** Problem details **
Omit the images and return the remaining entries unchanged.

***

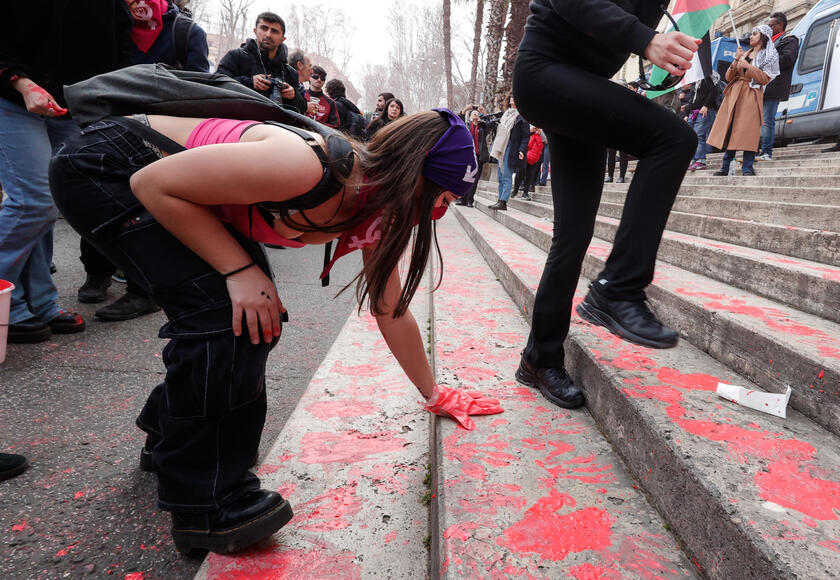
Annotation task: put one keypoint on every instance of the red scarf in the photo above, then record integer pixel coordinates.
(148, 22)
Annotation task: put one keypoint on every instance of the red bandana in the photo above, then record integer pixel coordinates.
(148, 22)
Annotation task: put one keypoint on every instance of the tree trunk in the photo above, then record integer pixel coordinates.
(447, 49)
(513, 34)
(495, 31)
(479, 20)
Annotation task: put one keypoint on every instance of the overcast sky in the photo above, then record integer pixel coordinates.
(370, 40)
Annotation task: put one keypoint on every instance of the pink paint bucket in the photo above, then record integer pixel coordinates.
(5, 302)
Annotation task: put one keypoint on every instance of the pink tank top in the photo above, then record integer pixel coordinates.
(244, 218)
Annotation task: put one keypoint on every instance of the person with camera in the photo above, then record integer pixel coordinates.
(260, 64)
(561, 82)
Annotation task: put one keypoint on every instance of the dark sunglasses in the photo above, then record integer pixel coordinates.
(668, 82)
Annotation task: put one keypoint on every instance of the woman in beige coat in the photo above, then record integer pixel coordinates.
(738, 123)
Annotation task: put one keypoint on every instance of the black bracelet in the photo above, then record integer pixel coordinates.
(238, 270)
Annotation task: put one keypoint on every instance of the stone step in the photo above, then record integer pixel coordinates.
(747, 495)
(536, 491)
(798, 242)
(810, 286)
(352, 460)
(742, 330)
(818, 217)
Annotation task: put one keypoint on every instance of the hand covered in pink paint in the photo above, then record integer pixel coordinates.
(36, 99)
(459, 405)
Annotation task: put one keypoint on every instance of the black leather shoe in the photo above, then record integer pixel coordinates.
(67, 323)
(631, 320)
(29, 331)
(126, 307)
(554, 384)
(95, 289)
(12, 465)
(251, 518)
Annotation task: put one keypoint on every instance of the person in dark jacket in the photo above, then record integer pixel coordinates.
(478, 131)
(41, 50)
(325, 110)
(161, 34)
(706, 104)
(351, 120)
(561, 82)
(509, 148)
(779, 88)
(165, 40)
(261, 64)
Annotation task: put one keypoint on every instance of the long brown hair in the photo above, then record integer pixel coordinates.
(392, 163)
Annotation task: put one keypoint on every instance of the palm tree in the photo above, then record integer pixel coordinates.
(479, 20)
(495, 31)
(513, 36)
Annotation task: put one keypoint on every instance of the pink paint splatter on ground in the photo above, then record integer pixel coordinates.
(542, 531)
(347, 446)
(328, 511)
(341, 408)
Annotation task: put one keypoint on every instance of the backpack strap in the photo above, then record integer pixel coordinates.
(159, 140)
(181, 31)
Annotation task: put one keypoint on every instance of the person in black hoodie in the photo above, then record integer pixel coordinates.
(778, 89)
(561, 83)
(41, 50)
(261, 64)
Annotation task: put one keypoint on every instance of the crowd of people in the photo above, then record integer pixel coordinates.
(371, 182)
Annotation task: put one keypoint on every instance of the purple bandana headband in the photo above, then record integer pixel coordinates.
(451, 162)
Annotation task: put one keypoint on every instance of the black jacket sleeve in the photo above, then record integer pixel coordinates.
(231, 65)
(608, 22)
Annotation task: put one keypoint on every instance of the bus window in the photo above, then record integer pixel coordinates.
(813, 52)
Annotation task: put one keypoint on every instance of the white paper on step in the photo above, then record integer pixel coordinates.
(772, 403)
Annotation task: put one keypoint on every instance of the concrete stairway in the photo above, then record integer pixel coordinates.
(656, 478)
(755, 299)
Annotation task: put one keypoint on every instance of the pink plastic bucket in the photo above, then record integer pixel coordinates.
(5, 301)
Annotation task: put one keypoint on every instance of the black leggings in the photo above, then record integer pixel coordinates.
(583, 114)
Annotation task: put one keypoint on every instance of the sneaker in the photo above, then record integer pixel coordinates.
(128, 306)
(28, 331)
(631, 320)
(67, 323)
(251, 518)
(12, 465)
(554, 384)
(95, 289)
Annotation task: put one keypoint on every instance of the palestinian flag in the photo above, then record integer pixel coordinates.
(694, 18)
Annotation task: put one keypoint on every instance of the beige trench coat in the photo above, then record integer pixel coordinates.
(740, 110)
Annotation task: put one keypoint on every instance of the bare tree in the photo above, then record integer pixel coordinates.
(476, 50)
(320, 30)
(233, 23)
(513, 36)
(495, 31)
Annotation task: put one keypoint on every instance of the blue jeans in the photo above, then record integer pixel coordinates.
(702, 128)
(27, 142)
(768, 127)
(546, 166)
(747, 167)
(505, 173)
(205, 420)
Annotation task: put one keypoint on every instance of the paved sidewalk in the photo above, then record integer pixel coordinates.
(83, 509)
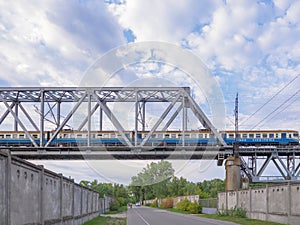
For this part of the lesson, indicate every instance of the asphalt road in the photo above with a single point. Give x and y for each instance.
(141, 215)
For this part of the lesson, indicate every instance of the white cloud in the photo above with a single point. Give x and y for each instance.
(52, 43)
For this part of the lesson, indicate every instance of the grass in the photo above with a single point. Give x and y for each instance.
(234, 219)
(101, 220)
(242, 221)
(120, 210)
(177, 210)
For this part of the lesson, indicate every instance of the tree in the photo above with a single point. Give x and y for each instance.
(152, 181)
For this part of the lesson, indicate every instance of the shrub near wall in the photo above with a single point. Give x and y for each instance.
(167, 203)
(188, 206)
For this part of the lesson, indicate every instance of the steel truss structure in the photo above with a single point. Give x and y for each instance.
(256, 161)
(50, 102)
(97, 99)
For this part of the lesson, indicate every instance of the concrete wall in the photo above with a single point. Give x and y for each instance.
(30, 194)
(191, 198)
(276, 203)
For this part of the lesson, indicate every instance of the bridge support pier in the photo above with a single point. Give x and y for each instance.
(233, 173)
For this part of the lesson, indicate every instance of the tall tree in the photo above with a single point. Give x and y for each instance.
(152, 181)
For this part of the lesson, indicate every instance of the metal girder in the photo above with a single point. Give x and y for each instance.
(98, 99)
(73, 94)
(281, 160)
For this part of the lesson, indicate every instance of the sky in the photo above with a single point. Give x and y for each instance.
(250, 47)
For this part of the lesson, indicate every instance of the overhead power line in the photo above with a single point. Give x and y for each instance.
(275, 109)
(270, 99)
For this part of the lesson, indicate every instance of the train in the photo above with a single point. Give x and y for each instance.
(167, 138)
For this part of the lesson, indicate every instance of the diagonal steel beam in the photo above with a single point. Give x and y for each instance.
(67, 118)
(113, 119)
(5, 114)
(264, 166)
(279, 169)
(284, 167)
(160, 120)
(19, 121)
(204, 120)
(86, 118)
(297, 170)
(28, 117)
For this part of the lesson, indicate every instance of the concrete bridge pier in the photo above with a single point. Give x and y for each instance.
(233, 173)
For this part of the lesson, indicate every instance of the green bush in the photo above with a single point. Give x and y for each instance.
(235, 212)
(183, 205)
(167, 203)
(154, 203)
(194, 208)
(114, 205)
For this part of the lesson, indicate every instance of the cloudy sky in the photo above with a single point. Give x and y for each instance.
(250, 47)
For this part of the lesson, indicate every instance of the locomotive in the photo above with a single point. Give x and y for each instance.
(166, 138)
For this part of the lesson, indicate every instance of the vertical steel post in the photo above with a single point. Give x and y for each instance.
(100, 119)
(58, 114)
(144, 115)
(41, 203)
(89, 119)
(236, 115)
(8, 188)
(136, 118)
(17, 114)
(42, 118)
(184, 119)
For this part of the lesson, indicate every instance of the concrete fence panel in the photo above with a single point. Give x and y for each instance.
(279, 203)
(30, 194)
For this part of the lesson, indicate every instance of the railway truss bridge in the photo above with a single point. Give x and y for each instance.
(44, 115)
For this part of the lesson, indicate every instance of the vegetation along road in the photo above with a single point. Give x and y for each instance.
(141, 215)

***

** Answer to the problem **
Annotation task: put one keypoint on every instance of the red scarf in the photo above, then record integer pixel coordinates.
(148, 22)
Annotation task: put one keypoint on every instance of the red bandana in the photo above, then record integer pixel coordinates.
(148, 22)
Annotation task: put one keypoint on every instance of the tree trunk in the photo above, then record integer pixel coordinates.
(447, 49)
(513, 34)
(495, 31)
(479, 20)
Annotation task: put one keypoint on every instance of the overcast sky in the photo above, then record integer pixel coordinates.
(370, 40)
Annotation task: put one keypoint on every instance of the pink paint bucket in the photo above, then record integer pixel coordinates.
(5, 302)
Annotation task: put one keypoint on every instance of the pink tank top in the photo above, then record integer pixel coordinates.
(244, 218)
Annotation task: put one keypoint on every instance of the person with camera in the photo above, then record integer pixel coordinates.
(260, 64)
(561, 82)
Annotation task: put one keypoint on every instance of the dark sunglasses in the photo above, then record integer pixel coordinates.
(668, 82)
Annotation task: put one keypoint on every instance of the woman in beige coat in the photo above, then record integer pixel coordinates.
(738, 123)
Annotation task: put one keypoint on every instance of the black bracelet in the photo above, then record integer pixel coordinates.
(238, 270)
Annotation task: put one keypoint on every instance of the stone step in the photo above, then record integer pixel coordinates.
(747, 495)
(536, 491)
(798, 242)
(810, 286)
(352, 460)
(742, 330)
(818, 217)
Annotation task: put one keypoint on every instance of the hand covered in pink paint in the photo above, then record integer pixel coordinates.
(36, 99)
(459, 405)
Annotation task: put one keypoint on every instance of the black leather shoe in the photo above, then record integer pixel coordinates.
(67, 323)
(631, 320)
(29, 331)
(126, 307)
(554, 384)
(95, 289)
(12, 465)
(251, 518)
Annotation task: put one keypoint on every instance of the person in dark jacket in the photo above, then record integer pixel coordinates.
(478, 131)
(41, 50)
(325, 110)
(161, 34)
(706, 104)
(351, 120)
(561, 82)
(509, 148)
(779, 88)
(165, 40)
(261, 64)
Annotation task: put one keypoint on every instance of the long brown hair in the photo above, then record integer pixel coordinates.
(392, 163)
Annotation task: put one keypoint on every instance of the palm tree in the photo above, then record integer pixel coordinates.
(479, 20)
(495, 31)
(513, 36)
Annotation task: put one keypoint on every instance of the pink paint splatter on ground in the photo above, then record integer pixel coordinates.
(542, 531)
(347, 446)
(328, 511)
(341, 408)
Annotation task: put one keypoint on every instance of the backpack strap in the photo above, then record integer pixel coordinates.
(159, 140)
(181, 31)
Annotation task: put one keypoint on every instance of the person in black hoodie in the photo above, then record integer pixel coordinates.
(778, 89)
(561, 83)
(41, 50)
(261, 64)
Annotation task: put one keypoint on every instance of the crowd of people in the photo above, then record integer pixel coordinates.
(371, 182)
Annotation task: put one keypoint on every instance of the purple bandana headband in the photo above, then record integer pixel coordinates.
(451, 162)
Annotation task: put one keypoint on every instance of the black jacket sleeve in the photo above, then record integer pixel coordinates.
(231, 65)
(608, 22)
Annotation task: put one keypoint on every instance of the bus window in the photo above, then record integer pixel coordinates.
(813, 52)
Annotation task: put one keypoint on every instance of the white paper on step in the photo above, then record integer pixel coordinates.
(772, 403)
Annotation task: put one keypoint on every instance of the concrete stairway in the photo above, then record integer pixel coordinates.
(656, 478)
(755, 299)
Annotation task: put one keypoint on every instance of the pink plastic bucket in the photo above, then record integer pixel coordinates.
(5, 301)
Annotation task: put one keypoint on every instance of the black leggings in the photo above, then record integer pixel coordinates.
(583, 114)
Annotation task: put one keypoint on every instance of the sneaker in the photo above, then record integer pixel coordinates.
(128, 306)
(28, 331)
(631, 320)
(67, 323)
(251, 518)
(12, 465)
(554, 384)
(95, 289)
Annotation task: put one keypoint on every instance of the palestinian flag in the photo above, then record integer pixel coordinates.
(694, 18)
Annotation task: put one keypoint on every instance of the beige trench coat in the photo above, then record integer pixel coordinates.
(740, 110)
Annotation task: put one keypoint on every instance of the bare tree in the photo above, then record integer pixel coordinates.
(476, 50)
(320, 30)
(233, 23)
(513, 36)
(495, 31)
Annotation task: put one keypoint on every instance of the blue jeans in the photo above, then record integer pixel coordinates.
(702, 128)
(27, 142)
(768, 127)
(546, 166)
(747, 167)
(505, 173)
(205, 420)
Annotation task: put one keypoint on every instance of the paved sidewalk in the photo above, then record integer pixel coordinates.
(83, 509)
For this part of the lesson, indicate every instance of the asphalt road in the photo above with a single point. Give x and y for each instance.
(141, 215)
For this part of the lesson, indicate every instance of the white cloud in the photo above with a single point. Give x and y for each instance.
(52, 43)
For this part of the lesson, indicate every instance of the grass in the photo above with a single point. Give x and y for each instance.
(234, 219)
(101, 220)
(242, 221)
(120, 210)
(177, 210)
For this part of the lesson, indicate every instance of the tree in the photo above with a single point. Give x and y for each instance.
(152, 181)
For this part of the lesson, indicate every instance of the shrub near wall in the photo above with a single point. Give x and y for each instance.
(167, 203)
(188, 206)
For this part of the lesson, indicate every instance of the steel truss structure in the photo above with a single point. Give x and y for each instance.
(256, 161)
(50, 102)
(97, 99)
For this part of the lesson, indicate every instance of the concrete wall in the photo above with a single point. Give x and y for each instance.
(30, 194)
(191, 198)
(276, 203)
For this part of the lesson, indicate every instance of the bridge support pier in the photo above with a single point. Give x and y for each instance.
(233, 173)
For this part of the lesson, indicate every instance of the tall tree in the photo above with a single point. Give x and y for each instance.
(152, 181)
For this part of the lesson, indicate every instance of the metal girder in the photo above with a single point. Give x and y for each instance.
(98, 99)
(73, 94)
(281, 160)
For this part of the lesson, indicate every instance of the sky in the photo above with a single point. Give x and y for each instance.
(250, 47)
For this part of the lesson, indicate every instance of the overhead power line in the photo above with a single point. Give x and y for each instance.
(275, 109)
(270, 99)
For this part of the lesson, indicate every instance of the train in the photo above with a single point. Give x and y for each instance.
(167, 138)
For this part of the lesson, indicate every instance of the diagonal steel beam in the photo above with a single point. Give x and y for each instance.
(67, 118)
(113, 119)
(5, 114)
(264, 166)
(279, 169)
(284, 167)
(160, 120)
(19, 121)
(204, 120)
(86, 118)
(297, 170)
(28, 117)
For this part of the lesson, indicate every instance of the concrete bridge pier in the photo above with a single point. Give x and y for each instance.
(233, 173)
For this part of the lesson, indicate every instance of the green bush in the photo above with a single point. Give x and y for each instance.
(235, 212)
(183, 205)
(167, 203)
(154, 203)
(194, 208)
(114, 205)
For this part of the lesson, indicate every instance of the cloudy sky in the photo above with a single point. Give x and y for each instance.
(250, 47)
For this part of the lesson, indicate every instance of the locomotive in the photo above with a single point. Give x and y for each instance.
(166, 138)
For this part of the lesson, indicate every instance of the vertical steel post in the photo above with a single point. Give x and y for each instance.
(100, 119)
(58, 114)
(144, 115)
(41, 203)
(89, 119)
(236, 115)
(8, 188)
(136, 118)
(17, 114)
(42, 118)
(184, 119)
For this part of the lesson, indicate every instance of the concrete fence panel in the photo above with a single point. Give x and y for each instance.
(279, 203)
(30, 194)
For this part of the lesson, indicate every instance of the railway truss bridge in the photo above with a single point. Give x and y for each instance.
(44, 115)
For this part of the lesson, indicate every instance of the vegetation along road in the photo above with a single point. Give x and y for each instance.
(141, 215)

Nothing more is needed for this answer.